• _Task goal_
How would you say this sentence from the MDP documentation below in Spanish: "States and actions are represented with integers starting from zero and counting up."

• _Given passage_
To define an MDP, create a subclass of MarkovDecisionProcess and implement the reward function, transition matrix, and initial
state distributions. For a fixed parameter, these three methods should always return the same values. The constructor of the MDP
defines the state set, action set, and discount factor. States and actions are represented with integers starting from zero and
counting up. The validity of the class definition can be checked using the provided check method.
MarkovDecisionProcess mdp = ...;
if(!MarkovDecisionProcess.check(mdp)) throw new RuntimeException();
Use the provided solver to get an optimal policy for the defined MDP. The policy is given by an array of integers. Use states to index into the array. The elements of the array are actions that should be taken at each state. A resulting requirement is that the solver calculates a deterministic policy. Four algorithms are provided. It should be noted that the LP solver is highly unstable, so the LP algorithms for solving MDP's may not provide an accurate result.
MarkovDecisionProcessSolver solver = new MarkovDecisionProcessSolver(mdp);
int[] pol_1 = solver.value_iteration(iterations);
int[] pol_2 = solver.policy_iteration(iterations);
int[] pol_3 = solver.primal_lp();
int[] pol_4 = solver.dual_lp();
We can also determine the value function associated with a given policy. This can be useful for evaluating performance.
// Determine the value of each state, given the deterministic policy used
double[] state_values = solver.value(policy);
// Determine the expected value of the full MDP, given the value of each state
double full_value = solver.value(state_values);
// Determine an optimal policy, given the value of each state
int[] opt_policy = solver.policy(state_values);

• _Record set_
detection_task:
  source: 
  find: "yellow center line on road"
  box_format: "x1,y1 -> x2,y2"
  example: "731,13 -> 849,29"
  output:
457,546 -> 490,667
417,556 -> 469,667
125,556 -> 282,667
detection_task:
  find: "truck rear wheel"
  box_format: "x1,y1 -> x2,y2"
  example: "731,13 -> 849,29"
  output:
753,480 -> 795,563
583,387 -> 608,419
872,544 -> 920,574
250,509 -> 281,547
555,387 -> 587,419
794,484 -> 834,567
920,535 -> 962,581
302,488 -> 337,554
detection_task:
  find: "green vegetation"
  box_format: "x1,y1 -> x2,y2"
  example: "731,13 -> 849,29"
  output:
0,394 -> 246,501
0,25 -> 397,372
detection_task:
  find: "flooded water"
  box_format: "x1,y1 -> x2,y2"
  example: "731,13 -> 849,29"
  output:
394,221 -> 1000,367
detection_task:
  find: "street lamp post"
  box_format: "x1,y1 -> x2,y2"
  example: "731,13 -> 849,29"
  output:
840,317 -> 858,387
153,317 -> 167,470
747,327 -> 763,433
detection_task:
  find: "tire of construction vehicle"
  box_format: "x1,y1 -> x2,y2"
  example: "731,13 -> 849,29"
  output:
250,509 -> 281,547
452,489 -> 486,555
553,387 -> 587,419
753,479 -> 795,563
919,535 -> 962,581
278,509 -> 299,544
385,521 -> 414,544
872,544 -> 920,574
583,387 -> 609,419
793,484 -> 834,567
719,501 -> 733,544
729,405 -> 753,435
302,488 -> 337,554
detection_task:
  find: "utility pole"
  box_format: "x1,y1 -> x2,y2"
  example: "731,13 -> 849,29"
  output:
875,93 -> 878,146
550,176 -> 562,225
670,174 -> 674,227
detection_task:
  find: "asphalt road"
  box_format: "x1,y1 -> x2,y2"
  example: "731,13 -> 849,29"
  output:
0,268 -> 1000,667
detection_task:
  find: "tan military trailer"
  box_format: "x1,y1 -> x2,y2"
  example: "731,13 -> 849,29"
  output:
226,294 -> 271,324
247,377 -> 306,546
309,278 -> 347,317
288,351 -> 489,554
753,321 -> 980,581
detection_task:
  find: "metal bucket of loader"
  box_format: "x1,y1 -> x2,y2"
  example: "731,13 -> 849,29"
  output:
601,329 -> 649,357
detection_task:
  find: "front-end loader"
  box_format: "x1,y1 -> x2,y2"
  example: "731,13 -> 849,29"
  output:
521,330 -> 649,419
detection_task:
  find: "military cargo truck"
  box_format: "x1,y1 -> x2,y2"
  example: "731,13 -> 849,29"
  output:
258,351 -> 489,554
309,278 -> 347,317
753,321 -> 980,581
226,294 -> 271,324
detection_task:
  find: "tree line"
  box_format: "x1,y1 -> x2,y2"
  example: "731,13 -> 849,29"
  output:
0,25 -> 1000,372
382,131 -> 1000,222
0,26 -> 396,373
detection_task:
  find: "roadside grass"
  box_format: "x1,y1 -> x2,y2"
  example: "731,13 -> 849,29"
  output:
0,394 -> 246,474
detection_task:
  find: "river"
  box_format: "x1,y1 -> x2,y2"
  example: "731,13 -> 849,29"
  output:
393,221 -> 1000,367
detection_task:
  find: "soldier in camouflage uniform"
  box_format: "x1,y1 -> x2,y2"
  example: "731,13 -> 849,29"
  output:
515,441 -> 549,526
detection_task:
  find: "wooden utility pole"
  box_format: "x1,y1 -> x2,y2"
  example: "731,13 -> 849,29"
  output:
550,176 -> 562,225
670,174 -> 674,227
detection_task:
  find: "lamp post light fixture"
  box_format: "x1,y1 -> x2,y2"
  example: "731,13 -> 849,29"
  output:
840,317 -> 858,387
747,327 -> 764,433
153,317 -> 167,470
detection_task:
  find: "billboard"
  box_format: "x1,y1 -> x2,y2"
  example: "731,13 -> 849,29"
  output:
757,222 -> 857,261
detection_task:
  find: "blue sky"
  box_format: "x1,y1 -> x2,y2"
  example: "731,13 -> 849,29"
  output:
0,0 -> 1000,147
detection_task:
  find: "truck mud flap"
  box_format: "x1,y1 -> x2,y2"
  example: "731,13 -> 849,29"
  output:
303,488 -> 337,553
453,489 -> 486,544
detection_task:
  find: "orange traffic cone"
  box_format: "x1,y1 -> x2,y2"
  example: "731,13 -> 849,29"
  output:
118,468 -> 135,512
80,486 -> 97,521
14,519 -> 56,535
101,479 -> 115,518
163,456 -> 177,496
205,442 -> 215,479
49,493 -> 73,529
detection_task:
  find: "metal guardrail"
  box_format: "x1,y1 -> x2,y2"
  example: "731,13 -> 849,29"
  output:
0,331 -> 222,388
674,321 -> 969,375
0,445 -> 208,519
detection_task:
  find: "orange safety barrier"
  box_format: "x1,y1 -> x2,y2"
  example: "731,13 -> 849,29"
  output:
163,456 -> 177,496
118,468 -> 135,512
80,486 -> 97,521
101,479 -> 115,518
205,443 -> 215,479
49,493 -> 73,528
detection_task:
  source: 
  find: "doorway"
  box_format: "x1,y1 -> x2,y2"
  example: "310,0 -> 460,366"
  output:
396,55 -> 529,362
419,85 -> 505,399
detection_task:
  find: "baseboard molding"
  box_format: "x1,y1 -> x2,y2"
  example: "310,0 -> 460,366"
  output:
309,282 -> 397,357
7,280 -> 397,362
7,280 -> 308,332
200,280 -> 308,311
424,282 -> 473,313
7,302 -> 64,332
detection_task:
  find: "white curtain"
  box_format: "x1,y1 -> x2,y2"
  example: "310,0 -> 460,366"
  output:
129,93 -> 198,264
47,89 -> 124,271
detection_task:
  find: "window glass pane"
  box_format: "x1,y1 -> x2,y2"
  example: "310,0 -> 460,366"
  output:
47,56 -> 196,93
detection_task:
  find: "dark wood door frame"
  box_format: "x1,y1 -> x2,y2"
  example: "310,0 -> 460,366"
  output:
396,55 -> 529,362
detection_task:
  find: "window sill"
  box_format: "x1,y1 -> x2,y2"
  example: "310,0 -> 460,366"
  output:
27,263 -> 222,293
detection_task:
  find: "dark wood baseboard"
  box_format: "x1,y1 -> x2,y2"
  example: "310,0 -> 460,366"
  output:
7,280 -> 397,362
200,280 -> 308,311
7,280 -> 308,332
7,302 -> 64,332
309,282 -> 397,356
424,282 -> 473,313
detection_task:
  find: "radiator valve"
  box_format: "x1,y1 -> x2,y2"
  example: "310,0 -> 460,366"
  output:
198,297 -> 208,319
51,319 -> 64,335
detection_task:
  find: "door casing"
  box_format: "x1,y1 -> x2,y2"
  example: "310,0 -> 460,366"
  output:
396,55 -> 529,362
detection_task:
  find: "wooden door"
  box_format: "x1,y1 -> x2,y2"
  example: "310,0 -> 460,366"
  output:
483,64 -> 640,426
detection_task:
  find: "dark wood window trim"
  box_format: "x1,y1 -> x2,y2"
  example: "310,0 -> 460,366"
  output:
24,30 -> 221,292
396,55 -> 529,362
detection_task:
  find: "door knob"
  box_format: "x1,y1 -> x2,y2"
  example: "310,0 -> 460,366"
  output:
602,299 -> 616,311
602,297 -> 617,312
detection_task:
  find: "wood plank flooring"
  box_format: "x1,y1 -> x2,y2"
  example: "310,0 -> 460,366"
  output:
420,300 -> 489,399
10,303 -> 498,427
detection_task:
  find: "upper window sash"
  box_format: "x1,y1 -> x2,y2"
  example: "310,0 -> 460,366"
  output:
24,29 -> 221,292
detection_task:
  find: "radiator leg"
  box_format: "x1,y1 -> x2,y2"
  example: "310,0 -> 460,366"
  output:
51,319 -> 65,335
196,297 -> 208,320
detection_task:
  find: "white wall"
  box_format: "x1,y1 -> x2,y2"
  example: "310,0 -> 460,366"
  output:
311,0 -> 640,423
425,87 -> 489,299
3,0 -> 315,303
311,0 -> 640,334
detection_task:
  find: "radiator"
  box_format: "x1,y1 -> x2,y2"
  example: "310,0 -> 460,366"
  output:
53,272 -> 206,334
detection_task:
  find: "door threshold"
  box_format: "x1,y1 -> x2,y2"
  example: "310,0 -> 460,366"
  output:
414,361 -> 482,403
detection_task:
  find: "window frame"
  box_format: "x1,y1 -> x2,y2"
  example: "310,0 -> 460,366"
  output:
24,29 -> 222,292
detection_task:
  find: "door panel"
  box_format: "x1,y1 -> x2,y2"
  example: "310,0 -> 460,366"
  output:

• _Solution to this problem_
Los estados y las acciones se representan con números enteros que empiezan en cero y van en aumento.